--- BEGIN Document text ---

Our train was rolling through the green hills of West Virginia. I was sipping tea in a wood-paneled dining car. A polite waiter in a pressed vest offered cream and sugar. I heard the hushed conversation of retired couples, families on summer vacation, business commuters. The spoons clanked on cups and the train rocked on its tracks. Then a gasp.

“Look!” a woman jumped to her feet and pointed out the window.

“Well, my, my!” cried another.

Laughter burst and nearly everyone reached for cameras. I looked outside. Waiting for our train to pass were five young men in nothing but Levi’s and their finest muscle-man pose.

“I feel 50 years younger!” laughed my 70-year-old tea companion. The half-naked men continued to flex and dance. In a small town, where even the train doesn’t stop, teens evidently don’t have much to do.

--- END Document text ---

Given exercise 1: Repeat word for word the stretch of the train passage from "Laughter burst and" through "much to do.".
Given exercise 2: In the train passage, what were the five young men wearing as they waited for the train to pass?

--- BEGIN Provided data ---

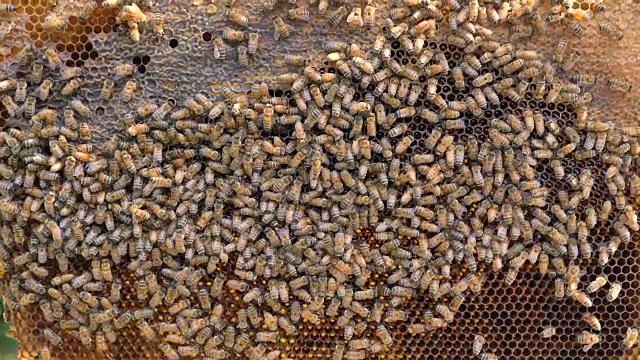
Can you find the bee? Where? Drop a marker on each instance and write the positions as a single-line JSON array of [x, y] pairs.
[[354, 19], [123, 70], [10, 106], [107, 90], [592, 320], [43, 91], [219, 49], [630, 338], [127, 91], [281, 29], [252, 43], [243, 58], [299, 13], [54, 22], [232, 35], [369, 15], [35, 77], [5, 29], [112, 4], [336, 17], [70, 87], [134, 31], [596, 284], [29, 107], [237, 18], [614, 291]]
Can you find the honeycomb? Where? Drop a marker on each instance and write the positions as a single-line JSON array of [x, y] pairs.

--- END Provided data ---

Final answer 1:
Laughter burst and nearly everyone reached for cameras. I looked outside. Waiting for our train to pass were five young men in nothing but Levi’s and their finest muscle-man pose.

“I feel 50 years younger!” laughed my 70-year-old tea companion. The half-naked men continued to flex and dance. In a small town, where even the train doesn’t stop, teens evidently don’t have much to do.

Final answer 2: They wore nothing but Levi's.